◆ Tâche ◆
Convertissez en liste JSON de chaînes les lignes qui commencent à la première et se terminent à celle contenant "[411,436,425,458]", bornes incluses. Produisez une chaîne par ligne et omettez les lignes vides.

[Éléments provenant d'une source de données]
————
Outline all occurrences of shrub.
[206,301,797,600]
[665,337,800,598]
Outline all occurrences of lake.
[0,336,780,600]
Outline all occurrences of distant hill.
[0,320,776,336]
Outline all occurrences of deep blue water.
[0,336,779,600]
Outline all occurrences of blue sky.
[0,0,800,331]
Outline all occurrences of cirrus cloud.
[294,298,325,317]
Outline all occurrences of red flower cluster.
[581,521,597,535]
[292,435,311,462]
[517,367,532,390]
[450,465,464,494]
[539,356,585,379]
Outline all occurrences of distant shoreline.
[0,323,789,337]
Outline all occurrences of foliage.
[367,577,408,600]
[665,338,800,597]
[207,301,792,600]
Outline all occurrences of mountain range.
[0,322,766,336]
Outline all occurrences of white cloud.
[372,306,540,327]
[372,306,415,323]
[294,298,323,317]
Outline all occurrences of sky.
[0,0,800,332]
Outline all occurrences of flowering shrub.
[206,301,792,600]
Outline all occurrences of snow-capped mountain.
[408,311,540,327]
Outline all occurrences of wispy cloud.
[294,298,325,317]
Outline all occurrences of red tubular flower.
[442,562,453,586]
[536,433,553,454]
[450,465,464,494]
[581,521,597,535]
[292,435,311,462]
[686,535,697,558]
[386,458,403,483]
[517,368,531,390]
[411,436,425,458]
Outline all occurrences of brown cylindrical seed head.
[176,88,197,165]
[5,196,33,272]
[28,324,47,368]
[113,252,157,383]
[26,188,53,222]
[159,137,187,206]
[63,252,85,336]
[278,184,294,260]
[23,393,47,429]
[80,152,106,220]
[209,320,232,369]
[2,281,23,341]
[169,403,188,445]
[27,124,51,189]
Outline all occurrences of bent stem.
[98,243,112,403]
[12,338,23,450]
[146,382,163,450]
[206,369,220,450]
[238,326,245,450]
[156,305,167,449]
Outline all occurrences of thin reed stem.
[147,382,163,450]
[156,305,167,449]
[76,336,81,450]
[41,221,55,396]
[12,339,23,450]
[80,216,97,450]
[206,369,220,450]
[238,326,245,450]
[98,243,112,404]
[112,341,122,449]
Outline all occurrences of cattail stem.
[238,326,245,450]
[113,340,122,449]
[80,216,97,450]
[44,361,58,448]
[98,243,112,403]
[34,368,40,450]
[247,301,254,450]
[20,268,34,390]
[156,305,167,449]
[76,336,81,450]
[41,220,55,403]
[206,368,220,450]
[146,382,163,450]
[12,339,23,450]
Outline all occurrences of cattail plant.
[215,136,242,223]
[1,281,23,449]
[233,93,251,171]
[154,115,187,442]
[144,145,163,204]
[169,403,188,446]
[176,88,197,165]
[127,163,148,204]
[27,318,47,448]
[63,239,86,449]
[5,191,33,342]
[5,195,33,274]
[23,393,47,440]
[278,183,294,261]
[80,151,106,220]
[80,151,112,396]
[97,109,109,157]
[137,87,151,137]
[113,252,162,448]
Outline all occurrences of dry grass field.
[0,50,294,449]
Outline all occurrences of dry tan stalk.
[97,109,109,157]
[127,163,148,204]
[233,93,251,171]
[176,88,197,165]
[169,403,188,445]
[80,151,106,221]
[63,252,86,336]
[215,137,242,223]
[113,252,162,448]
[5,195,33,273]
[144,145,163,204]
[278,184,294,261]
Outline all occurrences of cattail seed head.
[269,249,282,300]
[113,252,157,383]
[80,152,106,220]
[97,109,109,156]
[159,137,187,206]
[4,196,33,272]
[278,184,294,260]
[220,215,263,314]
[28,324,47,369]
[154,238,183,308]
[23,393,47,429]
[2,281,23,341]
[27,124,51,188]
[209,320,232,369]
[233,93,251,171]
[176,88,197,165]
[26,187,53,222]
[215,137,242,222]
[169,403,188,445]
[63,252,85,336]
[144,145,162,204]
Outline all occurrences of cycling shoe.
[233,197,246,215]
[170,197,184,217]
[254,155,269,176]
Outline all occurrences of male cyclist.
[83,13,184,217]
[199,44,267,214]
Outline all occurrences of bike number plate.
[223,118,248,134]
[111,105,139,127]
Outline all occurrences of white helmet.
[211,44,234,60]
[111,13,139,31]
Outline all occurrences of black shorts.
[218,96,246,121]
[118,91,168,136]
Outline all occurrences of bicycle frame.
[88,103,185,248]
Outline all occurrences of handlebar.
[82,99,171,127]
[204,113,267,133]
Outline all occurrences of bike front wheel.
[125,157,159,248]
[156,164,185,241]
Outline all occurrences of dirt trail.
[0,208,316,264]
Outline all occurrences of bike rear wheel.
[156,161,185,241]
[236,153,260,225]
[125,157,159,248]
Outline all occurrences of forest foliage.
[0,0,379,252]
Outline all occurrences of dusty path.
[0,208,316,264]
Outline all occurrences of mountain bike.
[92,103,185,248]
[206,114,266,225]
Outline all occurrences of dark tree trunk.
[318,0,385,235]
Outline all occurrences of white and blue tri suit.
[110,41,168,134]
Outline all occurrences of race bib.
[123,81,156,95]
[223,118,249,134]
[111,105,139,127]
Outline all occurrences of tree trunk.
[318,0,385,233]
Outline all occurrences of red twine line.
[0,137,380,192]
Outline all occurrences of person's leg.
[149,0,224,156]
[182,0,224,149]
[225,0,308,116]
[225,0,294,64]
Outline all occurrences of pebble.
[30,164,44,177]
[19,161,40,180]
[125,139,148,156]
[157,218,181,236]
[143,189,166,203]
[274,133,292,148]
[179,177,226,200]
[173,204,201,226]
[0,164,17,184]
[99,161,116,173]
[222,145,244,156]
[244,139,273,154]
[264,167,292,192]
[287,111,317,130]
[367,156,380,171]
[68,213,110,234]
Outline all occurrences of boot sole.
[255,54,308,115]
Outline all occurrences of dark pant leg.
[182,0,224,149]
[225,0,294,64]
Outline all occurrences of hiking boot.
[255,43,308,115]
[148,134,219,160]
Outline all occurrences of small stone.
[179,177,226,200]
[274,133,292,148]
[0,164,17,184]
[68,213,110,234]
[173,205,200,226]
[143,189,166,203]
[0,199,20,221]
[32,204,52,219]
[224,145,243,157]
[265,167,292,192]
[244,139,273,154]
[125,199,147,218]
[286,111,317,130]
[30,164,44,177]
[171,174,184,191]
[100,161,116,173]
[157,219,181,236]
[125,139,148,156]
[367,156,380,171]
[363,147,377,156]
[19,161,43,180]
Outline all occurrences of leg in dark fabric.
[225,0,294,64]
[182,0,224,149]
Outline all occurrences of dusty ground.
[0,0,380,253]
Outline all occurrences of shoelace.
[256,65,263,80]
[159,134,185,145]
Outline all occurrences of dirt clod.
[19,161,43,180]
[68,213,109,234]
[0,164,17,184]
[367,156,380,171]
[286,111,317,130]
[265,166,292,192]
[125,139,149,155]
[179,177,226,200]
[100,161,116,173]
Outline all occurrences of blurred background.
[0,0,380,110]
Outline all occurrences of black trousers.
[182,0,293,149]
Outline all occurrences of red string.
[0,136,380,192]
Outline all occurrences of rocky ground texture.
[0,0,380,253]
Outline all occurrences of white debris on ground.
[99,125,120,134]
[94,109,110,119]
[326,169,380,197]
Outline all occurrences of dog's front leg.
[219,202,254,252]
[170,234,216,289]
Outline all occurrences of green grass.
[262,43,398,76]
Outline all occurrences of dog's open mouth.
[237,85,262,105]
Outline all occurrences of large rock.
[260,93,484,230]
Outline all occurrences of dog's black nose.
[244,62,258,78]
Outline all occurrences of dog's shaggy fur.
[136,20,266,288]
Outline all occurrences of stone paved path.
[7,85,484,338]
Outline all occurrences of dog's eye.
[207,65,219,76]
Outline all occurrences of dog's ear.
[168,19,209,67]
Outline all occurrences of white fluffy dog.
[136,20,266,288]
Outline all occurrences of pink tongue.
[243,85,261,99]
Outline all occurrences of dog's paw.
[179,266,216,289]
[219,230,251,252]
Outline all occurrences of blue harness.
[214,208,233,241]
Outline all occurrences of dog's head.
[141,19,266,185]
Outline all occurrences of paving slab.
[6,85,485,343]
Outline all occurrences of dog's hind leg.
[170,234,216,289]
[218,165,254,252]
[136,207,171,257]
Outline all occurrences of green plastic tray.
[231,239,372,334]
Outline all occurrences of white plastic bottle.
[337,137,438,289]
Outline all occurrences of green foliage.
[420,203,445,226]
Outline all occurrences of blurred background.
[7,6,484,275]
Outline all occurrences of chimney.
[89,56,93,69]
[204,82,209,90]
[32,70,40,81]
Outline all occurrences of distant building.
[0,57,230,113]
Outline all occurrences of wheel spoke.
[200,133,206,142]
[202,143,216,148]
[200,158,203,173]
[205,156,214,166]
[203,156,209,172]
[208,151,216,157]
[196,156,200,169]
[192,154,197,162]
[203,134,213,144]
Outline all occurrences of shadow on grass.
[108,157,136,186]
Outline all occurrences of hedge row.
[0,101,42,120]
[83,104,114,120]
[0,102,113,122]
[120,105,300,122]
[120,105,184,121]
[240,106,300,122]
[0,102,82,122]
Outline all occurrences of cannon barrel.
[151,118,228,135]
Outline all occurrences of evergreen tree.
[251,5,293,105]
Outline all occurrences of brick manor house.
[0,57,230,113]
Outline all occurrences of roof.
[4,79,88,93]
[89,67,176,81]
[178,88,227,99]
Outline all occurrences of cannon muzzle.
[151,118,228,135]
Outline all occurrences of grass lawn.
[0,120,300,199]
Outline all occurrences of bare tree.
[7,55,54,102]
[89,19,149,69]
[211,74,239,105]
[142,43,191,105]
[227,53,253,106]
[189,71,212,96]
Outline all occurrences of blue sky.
————
◆ Tâche réalisée ◆
[
  "Outline all occurrences of shrub.",
  "[206,301,797,600]",
  "[665,337,800,598]",
  "Outline all occurrences of lake.",
  "[0,336,780,600]",
  "Outline all occurrences of distant hill.",
  "[0,320,776,336]",
  "Outline all occurrences of deep blue water.",
  "[0,336,779,600]",
  "Outline all occurrences of blue sky.",
  "[0,0,800,331]",
  "Outline all occurrences of cirrus cloud.",
  "[294,298,325,317]",
  "Outline all occurrences of red flower cluster.",
  "[581,521,597,535]",
  "[292,435,311,462]",
  "[517,367,532,390]",
  "[450,465,464,494]",
  "[539,356,585,379]",
  "Outline all occurrences of distant shoreline.",
  "[0,323,789,337]",
  "Outline all occurrences of foliage.",
  "[367,577,408,600]",
  "[665,338,800,597]",
  "[207,301,792,600]",
  "Outline all occurrences of mountain range.",
  "[0,322,766,336]",
  "Outline all occurrences of white cloud.",
  "[372,306,540,327]",
  "[372,306,415,323]",
  "[294,298,323,317]",
  "Outline all occurrences of sky.",
  "[0,0,800,332]",
  "Outline all occurrences of flowering shrub.",
  "[206,301,792,600]",
  "Outline all occurrences of snow-capped mountain.",
  "[408,311,540,327]",
  "Outline all occurrences of wispy cloud.",
  "[294,298,325,317]",
  "Outline all occurrences of red tubular flower.",
  "[442,562,453,586]",
  "[536,433,553,454]",
  "[450,465,464,494]",
  "[581,521,597,535]",
  "[292,435,311,462]",
  "[686,535,697,558]",
  "[386,458,403,483]",
  "[517,368,531,390]",
  "[411,436,425,458]"
]